[Apply what you read]
• a. From the post on the python import ban below, list each thing that Mr. Obama is expected to say we need.
• b. Reproduce, word for word, the part of the python import ban post below that begins with the words containing "It took the" and ends with "there are snakes.".

Now federal regulators have outlawed any and all import of the reptilian plague of pythons in our swimming pools and swamps.

The import ban restricts only the Burmese python, two African pythons, and the yellow anaconda. The Obamanation called it “a victory for Florida’s native environment.” Those of us actually in Florida know it, too, freed no slaves and captured no pythons. See, these snakes are captive-bred in the U.S. so that import ban had the same effect on snakes Mr. Lincoln’s on slaves.

It took the Army of the Republic to free the slaves but slavery did finally become illegal everywhere in the U.S. in 1865 thanks to the Thirteenth Amendment. We probably won’t amend the U.S. Constitution to get rid of snakes. Or send in the army.

Of course, there are snakes and then there are snakes.


Mr. Obama will report on the State of the Union this evening. He is expected say that unemployment is dropping but that we need to bring manufacturing jobs home from overseas, more home-mortgage market support, incentives for alternative energy development, more government, and higher taxes.

Cockroaches Can Save Us Money!

[Data]
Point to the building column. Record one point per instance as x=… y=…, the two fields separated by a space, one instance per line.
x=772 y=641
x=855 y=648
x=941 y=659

[Solved problems]
• a.
- Bring manufacturing jobs home from overseas
- More home-mortgage market support
- Incentives for alternative energy development
- More government
- Higher taxes

• b.
It took the Army of the Republic to free the slaves but slavery did finally become illegal everywhere in the U.S. in 1865 thanks to the Thirteenth Amendment. We probably won’t amend the U.S. Constitution to get rid of snakes. Or send in the army.

Of course, there are snakes and then there are snakes.